• **TRY IT**: Pictures appear among the records. Write out all else exactly as it stands.

Point localization data
★ ★ ★ ★ ★
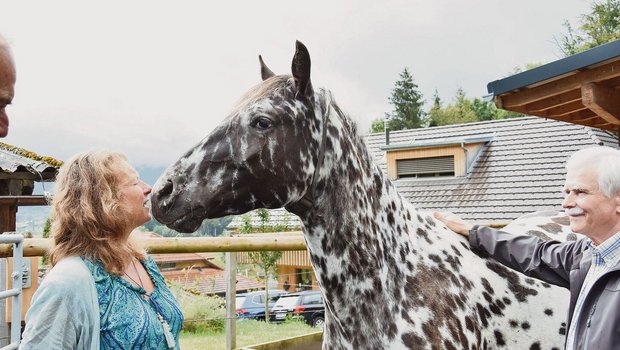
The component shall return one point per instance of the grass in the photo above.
(248, 332)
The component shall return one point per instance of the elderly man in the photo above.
(589, 268)
(7, 84)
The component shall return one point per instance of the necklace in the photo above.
(141, 284)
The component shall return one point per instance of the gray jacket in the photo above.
(565, 265)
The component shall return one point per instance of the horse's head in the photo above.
(262, 156)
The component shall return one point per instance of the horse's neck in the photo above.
(354, 201)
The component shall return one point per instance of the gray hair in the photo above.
(602, 159)
(5, 48)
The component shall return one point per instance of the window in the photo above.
(425, 167)
(304, 279)
(313, 299)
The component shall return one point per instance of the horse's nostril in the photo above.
(166, 190)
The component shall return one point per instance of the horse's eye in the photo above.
(262, 123)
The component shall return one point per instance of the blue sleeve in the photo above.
(62, 314)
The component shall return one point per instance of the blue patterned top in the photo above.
(128, 320)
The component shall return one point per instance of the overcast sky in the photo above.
(152, 78)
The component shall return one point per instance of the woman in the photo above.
(103, 292)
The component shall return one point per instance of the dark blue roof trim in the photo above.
(556, 68)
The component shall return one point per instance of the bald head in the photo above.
(7, 84)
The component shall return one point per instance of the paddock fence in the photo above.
(281, 241)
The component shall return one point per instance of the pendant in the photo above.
(167, 333)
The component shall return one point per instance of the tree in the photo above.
(378, 125)
(598, 27)
(266, 260)
(456, 113)
(407, 101)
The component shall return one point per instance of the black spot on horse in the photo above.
(499, 338)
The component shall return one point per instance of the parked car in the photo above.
(252, 305)
(307, 306)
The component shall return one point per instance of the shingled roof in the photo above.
(25, 164)
(521, 170)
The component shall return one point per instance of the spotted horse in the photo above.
(392, 276)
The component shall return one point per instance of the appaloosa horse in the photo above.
(392, 276)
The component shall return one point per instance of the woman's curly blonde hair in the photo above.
(88, 219)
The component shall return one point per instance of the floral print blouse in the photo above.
(128, 320)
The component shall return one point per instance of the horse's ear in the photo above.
(265, 72)
(301, 70)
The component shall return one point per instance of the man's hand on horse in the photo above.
(454, 222)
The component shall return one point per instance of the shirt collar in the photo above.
(608, 252)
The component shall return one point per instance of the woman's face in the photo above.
(134, 196)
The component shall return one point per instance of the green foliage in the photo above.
(378, 125)
(210, 227)
(465, 110)
(600, 26)
(407, 102)
(46, 234)
(249, 332)
(202, 313)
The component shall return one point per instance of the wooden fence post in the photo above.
(231, 308)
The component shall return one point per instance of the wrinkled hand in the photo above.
(453, 222)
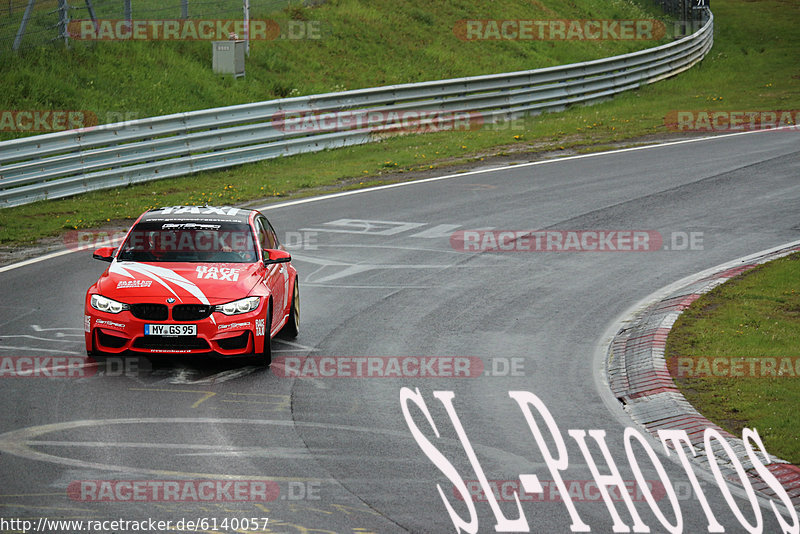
★ ★ ★ ★ ★
• **OUTPUT FOR THIS TASK**:
The component shall return one point per instance of the grass in the photo above.
(248, 332)
The component shall return one point per instance of the elderly man in the photo above.
(589, 268)
(7, 84)
The component shall return one point per instance of the necklace in the photo above.
(141, 284)
The component shall return one point per instance of the gray jacket in the photo above.
(565, 265)
The component shall return one point per instance of the horse's head in the photo above.
(262, 156)
The component shall return one point per instance of the horse's neck in the photo above.
(354, 201)
The component shall return one point per instance of the gray hair in the photo above.
(602, 159)
(5, 48)
The component shall return one point per instance of the window in the photo above.
(425, 167)
(304, 279)
(313, 299)
The component shall return one point per instance of the horse's nostril in the photo above.
(166, 190)
The component shall return one point per instance of the horse's eye in the photo above.
(262, 123)
The component shall return one point per instance of the blue sleeve in the photo above.
(62, 314)
The component shall return one point per instance of the blue patterned top in the photo above.
(128, 320)
The component shall return one point per instance of the overcast sky in the photo above.
(152, 78)
The component shall return one point per instance of the woman in the photo above.
(103, 292)
The component shall return one point per instance of the dark blue roof trim in the photo above.
(556, 68)
The component shall return one point per instance of the bald head in the photo above.
(7, 84)
The component shall return one point per instance of the paddock fence in the photo above.
(281, 241)
The component shall return one point per instance of the pendant in the photo above.
(167, 333)
The component shall return one point per instance of the tree in the photo above.
(378, 125)
(598, 27)
(266, 260)
(456, 113)
(407, 101)
The component shall return one point per instance of the black spot on horse in the photo above.
(499, 338)
The component shall return one point per instance of the parked car in the photo above.
(252, 305)
(307, 306)
The component shall return one point per instance of the shingled roof in the photo above.
(25, 164)
(521, 170)
The component shall return one point per instance of the spotted horse in the photo above.
(392, 276)
The component shall return one point per instance of the appaloosa horse in the photo above.
(392, 276)
The component shall return one point per instance of the woman's curly blonde hair in the photo above.
(88, 219)
The component shall return one point per instance of the floral print blouse in the photo above.
(128, 320)
The component shall return one point per instance of the horse's ear in the photo above.
(265, 72)
(301, 70)
The component shall return one point per instance of the man's hand on horse in the photo above.
(454, 222)
The component shall return one point per instance of the shirt collar in the photo above.
(608, 252)
The component shall return one point per instance of the woman's face in the photo above.
(134, 196)
The component shall return one point per instance of the green foliage in the photo above.
(378, 125)
(210, 227)
(465, 110)
(600, 26)
(407, 102)
(46, 234)
(249, 332)
(202, 313)
The component shall return one point per instance of the wooden fence post in the photo above.
(231, 308)
The component shall return one point per instance of the wrinkled hand in the photo above.
(453, 222)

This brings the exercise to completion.